*Your instructions*
Here are the records. Write out exactly the lines between the one holding "Phrase -- carpeted floor" and the one holding "Phrase -- chair backrest", inclusive.

##### Records to process #####

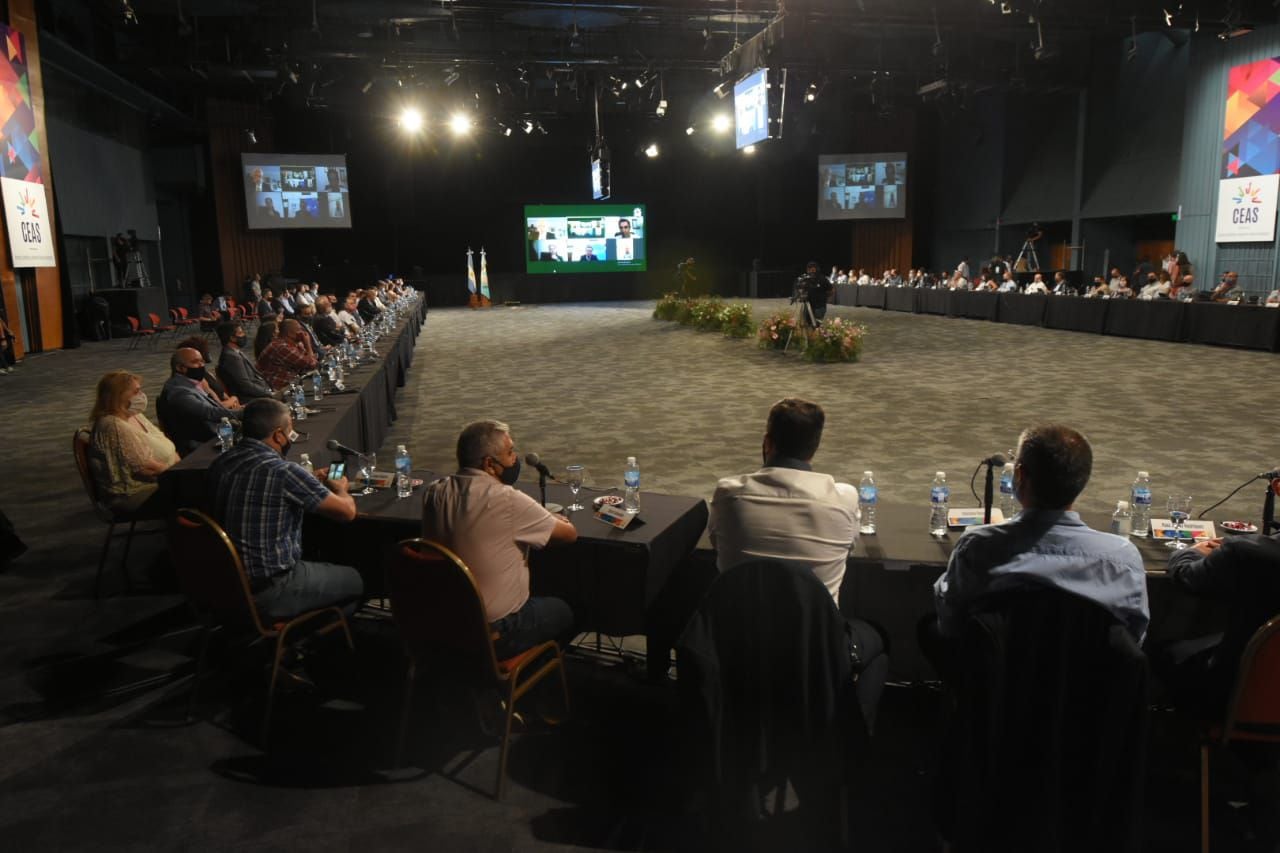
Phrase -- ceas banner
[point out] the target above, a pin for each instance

#####
##### Records to process #####

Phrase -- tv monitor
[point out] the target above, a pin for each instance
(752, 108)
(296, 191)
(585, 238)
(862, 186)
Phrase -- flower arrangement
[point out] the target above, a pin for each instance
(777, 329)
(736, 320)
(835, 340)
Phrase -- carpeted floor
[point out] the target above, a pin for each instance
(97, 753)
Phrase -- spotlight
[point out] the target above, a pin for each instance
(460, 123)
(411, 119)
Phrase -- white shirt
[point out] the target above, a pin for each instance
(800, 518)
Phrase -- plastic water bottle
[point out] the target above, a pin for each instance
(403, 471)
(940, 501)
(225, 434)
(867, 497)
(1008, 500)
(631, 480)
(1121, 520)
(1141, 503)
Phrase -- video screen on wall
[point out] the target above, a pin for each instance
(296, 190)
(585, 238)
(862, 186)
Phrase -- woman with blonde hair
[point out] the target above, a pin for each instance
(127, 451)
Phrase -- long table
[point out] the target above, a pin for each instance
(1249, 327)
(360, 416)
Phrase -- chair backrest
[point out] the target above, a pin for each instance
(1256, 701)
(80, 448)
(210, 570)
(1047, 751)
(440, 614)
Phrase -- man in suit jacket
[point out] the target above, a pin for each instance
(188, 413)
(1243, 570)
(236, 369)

#####
##### Records to process #####

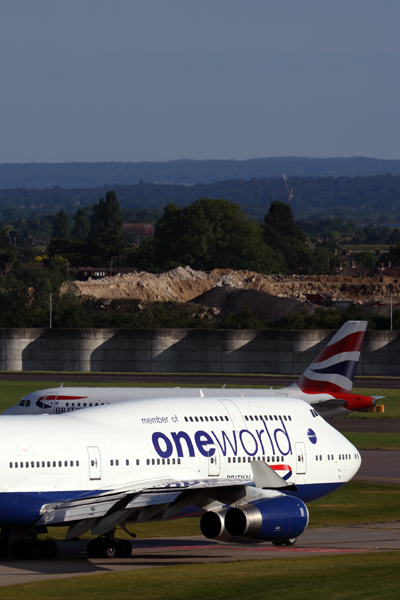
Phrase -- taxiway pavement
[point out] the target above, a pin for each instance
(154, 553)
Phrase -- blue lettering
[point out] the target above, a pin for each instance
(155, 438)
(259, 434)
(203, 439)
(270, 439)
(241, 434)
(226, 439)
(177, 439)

#####

*Written solution*
Phrase -- carpeted floor
[point out] the target above, a pin for each instance
(97, 753)
Phrase -- spotlight
[point out] the target above, a pin for each instance
(460, 123)
(411, 119)
Phrase -- white shirt
[point out] the target above, a pin for each instance
(800, 518)
Phrase -- plastic water bottle
[point out] the target above, a pin for each instance
(403, 471)
(940, 501)
(225, 434)
(867, 497)
(1008, 500)
(631, 480)
(1121, 520)
(1141, 503)
Phrase -- video screen on wall
[point out] the target above, a pin for each instance
(296, 190)
(585, 238)
(862, 186)
Phrase -- woman with blonde hair
[point out] the target above, a pin for each instance
(127, 451)
Phrase -- long table
[point out] the target above, a pin for each instance
(1249, 327)
(360, 416)
Phrase -- chair backrest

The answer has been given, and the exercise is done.